• PAGE EXTRACT:
+===+

Custom column cheatsheet

The Mighty Cheatsheet 

Important: certain formulas / expressions can be a little tricky to write. If you have a question or need help, just message us via our chat in the bottom right!

Jump to the Glossary

Not familiar with your database, including data types? Check this post

For specific methods (e.g. how to count unique values), head to the How do I...? section.

--------------

  • Intro: Data types

Each column has a data type, which defines the kind of values the column can contain:

 

  • String = text (e.g. "Hello to you") 
  • Int = a whole number (e.g. 10, 20, 30)
  • Timestamp = date and time of day (e.g. 25/01/2019 14:25:03)
  • Float = a number with a fractional part (e.g. 4.7)
  • Bool = a value of either true or false.
  • Interval  = a time interval (e.g. 5 days)
  • JSON = a data type used for storing and transporting data. JSON is made up of key-value pairs between curly brackets (e.g. {"Book Title": "Ready Player One}).
  • Array - a data type used for storing multiple values, enclosed in square brackets ([]). 



--------------

Numbers

You can use Trevor as a calculator to perform arithmetic across columns

Examples

(column1 / column2) * 100

column1 - column2

( 5 * ( column1 * 8 ) ) - 10

Convert a negative number to a positive one: number * (0-1)

Text strings

You can add to, manipulate, and compare text columns.

Examples

Remove spaces at the start or end of a string: column.trim()

Add a word to a column: column1 + "hello"

Replace a character: “hello world".replace(" ", "_")

Extract the domain from an email address: 

column1.extract("@(.*)")

column1.substring(column1.position("@")+1)

Extract everything before a space: 

column1.extract("(.*) ")

column1.truncate(column1.position(" "))

Extract everything after a space: 

column1.extract(" (.*)")

column1.substring(column1.position(" ")+1)

Extract the first word

column1.split(“ “).at(0)

+===+

[Extracted data entries]
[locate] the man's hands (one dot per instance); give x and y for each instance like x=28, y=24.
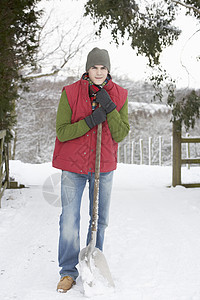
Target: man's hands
x=98, y=116
x=104, y=99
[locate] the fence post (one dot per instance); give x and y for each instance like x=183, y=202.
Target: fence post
x=176, y=173
x=160, y=150
x=188, y=150
x=141, y=151
x=125, y=154
x=150, y=150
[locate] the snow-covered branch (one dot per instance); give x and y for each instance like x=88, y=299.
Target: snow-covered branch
x=187, y=5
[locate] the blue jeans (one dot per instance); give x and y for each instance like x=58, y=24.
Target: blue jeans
x=72, y=187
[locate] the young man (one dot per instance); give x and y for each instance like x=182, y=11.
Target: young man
x=75, y=150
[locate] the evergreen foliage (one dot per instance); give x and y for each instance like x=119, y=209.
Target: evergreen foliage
x=18, y=44
x=150, y=27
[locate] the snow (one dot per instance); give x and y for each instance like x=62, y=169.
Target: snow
x=152, y=244
x=148, y=107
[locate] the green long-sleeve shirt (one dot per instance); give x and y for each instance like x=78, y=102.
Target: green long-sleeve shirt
x=65, y=130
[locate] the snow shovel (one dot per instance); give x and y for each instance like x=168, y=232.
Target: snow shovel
x=91, y=257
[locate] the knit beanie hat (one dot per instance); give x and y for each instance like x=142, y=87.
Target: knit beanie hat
x=98, y=57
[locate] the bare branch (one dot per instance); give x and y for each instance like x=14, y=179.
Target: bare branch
x=187, y=6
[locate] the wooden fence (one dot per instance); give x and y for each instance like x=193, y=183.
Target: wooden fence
x=178, y=140
x=144, y=151
x=4, y=164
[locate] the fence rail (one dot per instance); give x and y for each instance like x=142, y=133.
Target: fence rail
x=4, y=164
x=177, y=156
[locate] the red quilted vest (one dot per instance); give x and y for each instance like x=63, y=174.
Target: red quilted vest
x=78, y=155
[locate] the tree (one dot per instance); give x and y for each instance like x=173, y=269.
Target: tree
x=18, y=45
x=150, y=27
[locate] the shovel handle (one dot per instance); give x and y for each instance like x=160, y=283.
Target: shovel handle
x=97, y=177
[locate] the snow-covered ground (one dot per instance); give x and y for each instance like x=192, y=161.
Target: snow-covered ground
x=152, y=243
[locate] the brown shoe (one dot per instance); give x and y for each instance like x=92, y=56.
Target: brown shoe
x=65, y=284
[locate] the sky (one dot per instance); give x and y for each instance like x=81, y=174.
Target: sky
x=152, y=243
x=180, y=60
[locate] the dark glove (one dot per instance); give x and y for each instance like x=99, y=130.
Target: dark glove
x=97, y=117
x=104, y=99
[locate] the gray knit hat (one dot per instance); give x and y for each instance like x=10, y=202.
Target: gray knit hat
x=98, y=57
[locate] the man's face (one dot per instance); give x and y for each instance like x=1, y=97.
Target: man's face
x=98, y=74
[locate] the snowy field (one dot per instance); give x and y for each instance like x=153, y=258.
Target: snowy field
x=152, y=244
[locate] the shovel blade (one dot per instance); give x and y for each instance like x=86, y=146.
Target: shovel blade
x=96, y=262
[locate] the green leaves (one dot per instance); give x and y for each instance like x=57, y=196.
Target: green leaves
x=18, y=45
x=148, y=27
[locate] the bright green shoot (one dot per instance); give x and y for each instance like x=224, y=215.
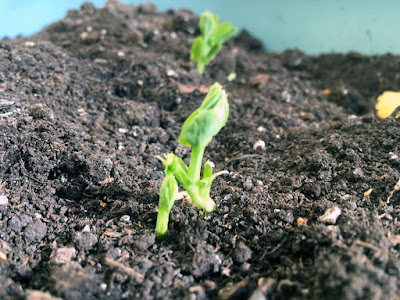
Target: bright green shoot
x=213, y=35
x=197, y=131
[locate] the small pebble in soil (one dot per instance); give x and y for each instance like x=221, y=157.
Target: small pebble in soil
x=144, y=242
x=330, y=216
x=3, y=200
x=85, y=240
x=125, y=218
x=35, y=232
x=63, y=256
x=242, y=253
x=261, y=129
x=259, y=144
x=248, y=184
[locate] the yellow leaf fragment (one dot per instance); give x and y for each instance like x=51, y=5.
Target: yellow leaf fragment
x=387, y=103
x=367, y=193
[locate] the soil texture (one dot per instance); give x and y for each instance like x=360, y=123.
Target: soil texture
x=310, y=207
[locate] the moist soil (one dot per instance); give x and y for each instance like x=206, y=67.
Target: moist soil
x=310, y=212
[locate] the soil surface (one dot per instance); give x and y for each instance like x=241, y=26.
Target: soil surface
x=309, y=209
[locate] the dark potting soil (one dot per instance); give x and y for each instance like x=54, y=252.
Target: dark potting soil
x=309, y=209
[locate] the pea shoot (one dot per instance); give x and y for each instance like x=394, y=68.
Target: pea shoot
x=208, y=44
x=197, y=131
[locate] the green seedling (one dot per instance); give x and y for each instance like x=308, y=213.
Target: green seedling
x=208, y=44
x=197, y=131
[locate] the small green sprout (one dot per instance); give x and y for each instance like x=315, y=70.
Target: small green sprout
x=197, y=131
x=213, y=35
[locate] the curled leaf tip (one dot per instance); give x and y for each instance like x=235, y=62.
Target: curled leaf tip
x=387, y=103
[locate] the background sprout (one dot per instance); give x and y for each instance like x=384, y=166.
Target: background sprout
x=208, y=44
x=197, y=131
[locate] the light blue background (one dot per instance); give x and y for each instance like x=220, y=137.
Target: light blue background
x=314, y=26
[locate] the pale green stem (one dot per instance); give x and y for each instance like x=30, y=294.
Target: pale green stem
x=162, y=222
x=196, y=161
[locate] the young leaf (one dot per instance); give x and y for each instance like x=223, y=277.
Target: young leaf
x=207, y=120
x=213, y=35
x=168, y=191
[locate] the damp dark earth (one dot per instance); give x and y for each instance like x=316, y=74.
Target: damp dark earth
x=310, y=207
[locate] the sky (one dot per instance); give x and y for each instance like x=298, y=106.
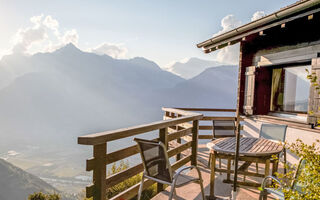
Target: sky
x=163, y=31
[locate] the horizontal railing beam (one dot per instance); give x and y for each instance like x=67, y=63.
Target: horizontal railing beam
x=107, y=136
x=119, y=177
x=208, y=109
x=178, y=134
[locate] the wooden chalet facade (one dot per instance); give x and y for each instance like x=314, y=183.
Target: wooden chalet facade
x=275, y=52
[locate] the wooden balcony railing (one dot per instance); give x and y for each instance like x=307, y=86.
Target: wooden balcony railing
x=210, y=114
x=186, y=123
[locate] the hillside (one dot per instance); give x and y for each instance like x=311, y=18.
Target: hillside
x=49, y=99
x=216, y=87
x=18, y=184
x=191, y=67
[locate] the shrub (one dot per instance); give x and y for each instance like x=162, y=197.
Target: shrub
x=113, y=191
x=309, y=177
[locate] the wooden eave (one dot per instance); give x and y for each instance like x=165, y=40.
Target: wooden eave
x=236, y=35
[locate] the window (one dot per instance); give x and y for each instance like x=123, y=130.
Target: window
x=290, y=89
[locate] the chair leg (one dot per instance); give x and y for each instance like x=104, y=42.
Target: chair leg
x=285, y=160
x=262, y=195
x=172, y=190
x=209, y=162
x=141, y=187
x=200, y=183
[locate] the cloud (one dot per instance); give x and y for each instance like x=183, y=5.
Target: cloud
x=257, y=15
x=113, y=50
x=24, y=38
x=12, y=153
x=42, y=36
x=45, y=35
x=230, y=54
x=228, y=23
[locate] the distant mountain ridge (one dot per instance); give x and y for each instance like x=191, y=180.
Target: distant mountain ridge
x=191, y=67
x=17, y=184
x=49, y=99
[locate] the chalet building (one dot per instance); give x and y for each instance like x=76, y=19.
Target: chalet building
x=276, y=52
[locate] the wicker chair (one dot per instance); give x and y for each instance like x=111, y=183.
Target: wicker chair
x=277, y=192
x=222, y=129
x=277, y=133
x=157, y=167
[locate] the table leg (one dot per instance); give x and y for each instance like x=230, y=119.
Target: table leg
x=267, y=168
x=212, y=175
x=275, y=166
x=228, y=168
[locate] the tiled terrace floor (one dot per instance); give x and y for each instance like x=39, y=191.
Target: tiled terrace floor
x=222, y=190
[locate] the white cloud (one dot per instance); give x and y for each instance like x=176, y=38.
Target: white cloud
x=113, y=50
x=12, y=153
x=257, y=15
x=228, y=23
x=45, y=35
x=24, y=38
x=42, y=36
x=230, y=54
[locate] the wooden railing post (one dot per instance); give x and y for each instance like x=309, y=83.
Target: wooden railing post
x=194, y=151
x=163, y=137
x=99, y=172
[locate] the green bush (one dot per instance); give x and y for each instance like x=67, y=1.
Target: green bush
x=309, y=177
x=113, y=191
x=42, y=196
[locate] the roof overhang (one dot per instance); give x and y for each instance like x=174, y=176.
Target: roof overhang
x=278, y=18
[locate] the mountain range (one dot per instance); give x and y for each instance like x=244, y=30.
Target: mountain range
x=191, y=67
x=18, y=184
x=47, y=100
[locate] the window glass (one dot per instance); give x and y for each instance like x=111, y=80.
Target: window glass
x=290, y=89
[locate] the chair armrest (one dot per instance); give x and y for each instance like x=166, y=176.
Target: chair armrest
x=263, y=185
x=178, y=172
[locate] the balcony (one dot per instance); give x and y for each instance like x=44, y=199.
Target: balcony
x=185, y=131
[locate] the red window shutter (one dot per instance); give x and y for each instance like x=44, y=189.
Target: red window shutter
x=249, y=90
x=314, y=97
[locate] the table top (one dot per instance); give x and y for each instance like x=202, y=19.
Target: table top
x=248, y=146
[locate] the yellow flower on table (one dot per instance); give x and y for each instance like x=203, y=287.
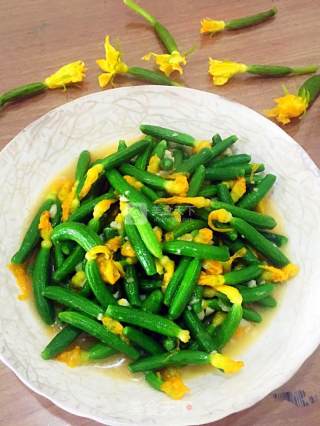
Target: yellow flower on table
x=211, y=26
x=287, y=107
x=111, y=65
x=222, y=71
x=68, y=74
x=168, y=62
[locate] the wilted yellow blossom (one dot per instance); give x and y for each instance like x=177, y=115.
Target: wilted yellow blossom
x=288, y=106
x=168, y=62
x=211, y=26
x=68, y=74
x=222, y=71
x=111, y=65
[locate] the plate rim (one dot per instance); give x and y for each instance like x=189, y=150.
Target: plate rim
x=260, y=394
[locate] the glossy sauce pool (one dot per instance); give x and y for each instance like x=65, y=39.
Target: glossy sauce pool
x=116, y=366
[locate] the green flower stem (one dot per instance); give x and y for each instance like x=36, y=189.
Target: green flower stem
x=310, y=89
x=309, y=69
x=140, y=11
x=248, y=21
x=22, y=92
x=151, y=76
x=279, y=70
x=166, y=38
x=164, y=35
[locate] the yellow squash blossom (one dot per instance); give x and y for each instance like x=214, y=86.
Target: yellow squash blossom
x=198, y=202
x=288, y=106
x=213, y=267
x=45, y=226
x=78, y=279
x=201, y=145
x=133, y=181
x=271, y=273
x=127, y=250
x=232, y=293
x=70, y=357
x=219, y=215
x=168, y=62
x=158, y=232
x=111, y=65
x=154, y=164
x=177, y=215
x=204, y=236
x=23, y=280
x=114, y=244
x=92, y=176
x=68, y=74
x=222, y=71
x=211, y=280
x=261, y=207
x=65, y=190
x=173, y=385
x=211, y=26
x=168, y=267
x=222, y=362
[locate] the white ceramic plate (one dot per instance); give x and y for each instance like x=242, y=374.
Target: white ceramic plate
x=49, y=144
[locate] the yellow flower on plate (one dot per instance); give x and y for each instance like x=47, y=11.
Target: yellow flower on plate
x=127, y=249
x=220, y=215
x=111, y=65
x=204, y=236
x=154, y=164
x=238, y=189
x=114, y=243
x=173, y=385
x=133, y=182
x=45, y=226
x=211, y=26
x=213, y=267
x=223, y=362
x=288, y=106
x=68, y=74
x=201, y=145
x=168, y=62
x=271, y=273
x=222, y=71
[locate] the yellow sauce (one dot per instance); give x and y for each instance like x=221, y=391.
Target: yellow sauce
x=116, y=366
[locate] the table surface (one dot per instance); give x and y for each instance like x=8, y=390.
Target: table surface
x=38, y=36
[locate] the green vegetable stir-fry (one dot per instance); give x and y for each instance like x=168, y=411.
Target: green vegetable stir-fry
x=160, y=251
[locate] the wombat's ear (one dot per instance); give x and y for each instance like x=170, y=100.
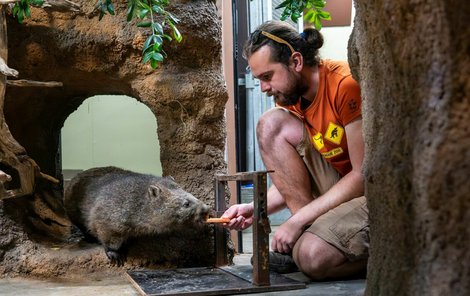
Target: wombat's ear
x=154, y=191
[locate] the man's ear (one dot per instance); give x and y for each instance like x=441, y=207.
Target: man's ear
x=297, y=61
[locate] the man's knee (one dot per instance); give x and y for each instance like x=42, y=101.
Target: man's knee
x=315, y=257
x=277, y=123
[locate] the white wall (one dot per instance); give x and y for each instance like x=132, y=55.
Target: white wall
x=111, y=130
x=335, y=44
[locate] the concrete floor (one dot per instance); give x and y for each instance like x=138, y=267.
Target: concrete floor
x=120, y=285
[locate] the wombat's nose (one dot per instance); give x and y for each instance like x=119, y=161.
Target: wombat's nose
x=205, y=210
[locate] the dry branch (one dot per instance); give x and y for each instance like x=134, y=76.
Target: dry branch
x=62, y=5
x=5, y=2
x=32, y=83
x=5, y=70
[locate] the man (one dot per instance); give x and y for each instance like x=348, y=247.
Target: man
x=313, y=142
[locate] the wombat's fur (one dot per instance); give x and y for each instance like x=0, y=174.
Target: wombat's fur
x=112, y=205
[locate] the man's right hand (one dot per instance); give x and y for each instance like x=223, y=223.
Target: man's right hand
x=241, y=216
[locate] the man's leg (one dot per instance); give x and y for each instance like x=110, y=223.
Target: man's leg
x=319, y=260
x=279, y=133
x=336, y=244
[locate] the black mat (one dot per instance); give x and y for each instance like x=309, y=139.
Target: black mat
x=206, y=281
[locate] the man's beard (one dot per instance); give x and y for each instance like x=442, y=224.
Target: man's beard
x=294, y=90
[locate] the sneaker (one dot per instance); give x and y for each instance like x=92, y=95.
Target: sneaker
x=280, y=263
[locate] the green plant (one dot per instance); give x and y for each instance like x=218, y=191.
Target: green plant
x=314, y=11
x=21, y=8
x=153, y=15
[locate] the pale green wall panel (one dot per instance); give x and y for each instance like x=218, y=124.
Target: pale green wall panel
x=111, y=130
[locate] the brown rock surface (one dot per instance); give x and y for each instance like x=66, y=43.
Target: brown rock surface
x=413, y=63
x=92, y=57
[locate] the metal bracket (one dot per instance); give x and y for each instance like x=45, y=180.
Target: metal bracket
x=261, y=227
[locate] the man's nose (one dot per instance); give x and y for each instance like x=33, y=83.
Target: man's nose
x=264, y=86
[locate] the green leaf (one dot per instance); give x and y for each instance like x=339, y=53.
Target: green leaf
x=172, y=18
x=167, y=37
x=283, y=4
x=154, y=64
x=130, y=12
x=176, y=33
x=157, y=56
x=319, y=3
x=158, y=9
x=324, y=15
x=148, y=42
x=157, y=27
x=110, y=8
x=144, y=24
x=317, y=22
x=147, y=57
x=27, y=12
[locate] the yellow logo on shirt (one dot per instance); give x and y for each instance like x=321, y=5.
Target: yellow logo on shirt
x=317, y=140
x=334, y=133
x=332, y=153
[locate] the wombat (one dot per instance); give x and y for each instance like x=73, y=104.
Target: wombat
x=113, y=205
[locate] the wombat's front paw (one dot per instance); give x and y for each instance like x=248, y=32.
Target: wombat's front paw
x=115, y=258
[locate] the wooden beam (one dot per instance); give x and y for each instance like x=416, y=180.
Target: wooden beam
x=31, y=83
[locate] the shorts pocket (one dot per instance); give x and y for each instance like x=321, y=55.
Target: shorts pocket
x=350, y=225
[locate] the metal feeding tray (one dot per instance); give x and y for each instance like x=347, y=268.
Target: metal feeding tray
x=206, y=281
x=223, y=279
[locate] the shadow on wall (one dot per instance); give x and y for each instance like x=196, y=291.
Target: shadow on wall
x=110, y=130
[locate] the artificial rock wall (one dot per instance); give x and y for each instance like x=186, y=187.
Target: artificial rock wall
x=413, y=63
x=91, y=57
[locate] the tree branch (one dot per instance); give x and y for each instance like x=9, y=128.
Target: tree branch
x=31, y=83
x=5, y=70
x=5, y=2
x=61, y=5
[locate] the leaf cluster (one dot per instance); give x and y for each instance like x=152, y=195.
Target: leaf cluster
x=313, y=9
x=21, y=9
x=152, y=15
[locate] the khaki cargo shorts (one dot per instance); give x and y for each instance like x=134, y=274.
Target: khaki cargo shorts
x=347, y=226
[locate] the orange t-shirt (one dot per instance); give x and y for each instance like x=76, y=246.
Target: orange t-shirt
x=337, y=103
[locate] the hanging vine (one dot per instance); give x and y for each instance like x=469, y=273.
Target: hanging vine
x=162, y=25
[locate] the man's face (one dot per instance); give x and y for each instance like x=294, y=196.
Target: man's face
x=276, y=79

+===+

• WHAT TO WORK ON:
(a) Copy out the lines of the listing from the line with "[locate] the white cloud" to the line with "x=99, y=172", both included.
(b) Pick up the custom column cheatsheet after its last line and keep writing it.
The listing has no connection to the custom column cheatsheet.

• EXERCISE ANSWERS:
(a)
[locate] the white cloud (one dot per instance); give x and y for each instance like x=176, y=38.
Target: white cloud
x=113, y=50
x=12, y=153
x=257, y=15
x=228, y=23
x=45, y=35
x=24, y=38
x=42, y=36
x=230, y=54
[locate] the wooden railing post (one dot per instance); give x and y for each instance like x=309, y=83.
Target: wooden railing post
x=194, y=151
x=163, y=137
x=99, y=172

(b)
Extract the characters after the 5th character: column1.substring(4)

Extract 4 characters after the 5th character: column1.substring(4, 4) (The second parameter is the number of characters to extract)

Extract only the 5th character: 

column1.substring(4).truncate(1)

column1.substring(4,1)

Extract only the 1st character: 

column1.substring(0).truncate(1)

column1.substring(0, 1)

Extract the last 2 characters: column1.substring(column1.length() -2)

Extract the first 5 characters after a space: column1.substring(column1.position(" ")+1, 5)

Extract everything before a number: column1.extract("^([^0-9]*)")

(Note: Not supported by SQL Server databases)

Extract the last word in a sentence: column1.extract("\S+\$")

Calculate length of text: column1.length()

Convert to lowercase: column1.lowercase()

Convert to uppercase: column1.uppercase()

Return true if the value in one column equals that of another: column1 == column2 

Return true if the value in one column contains a specific value: column1.contains("hello")

Return true if the value in one column contains the value of another column: column1.contains(other_column)

 

Advanced

u.email + " " + u.status

"one two three".split(" ")

(Note: Not supported by SQL Server databases)

r.my_column == r.my_other_column

r.my_column != r.my_other_column

 

Redshift databases

my_column.regexSubstring(".*,") extracts everything before a comma

(you can replace the comma with any other character) 

my_column.regexSubstring(",.*") extracts everything after a comma

 

If then else

Trevor supports if then else statements. Check out an example of using these in a query here.

Examples

If the value in a column is 2, return “two!”. If it isn’t, return ‘not two!”: 

if (my.column == 2) then "two!" else "not two"

-------------------------------------------

If the value in a column is “hello” AND the value of another column is “to you”, return 1, otherwise return 0.

if (my.column == "hello" and other.column == "to you") then 1 else 0

Common next step:

Using the calculate button: Sum the values of the new column. This will give us the total number of rows where mycolumn is “hello” AND other.column is “to you”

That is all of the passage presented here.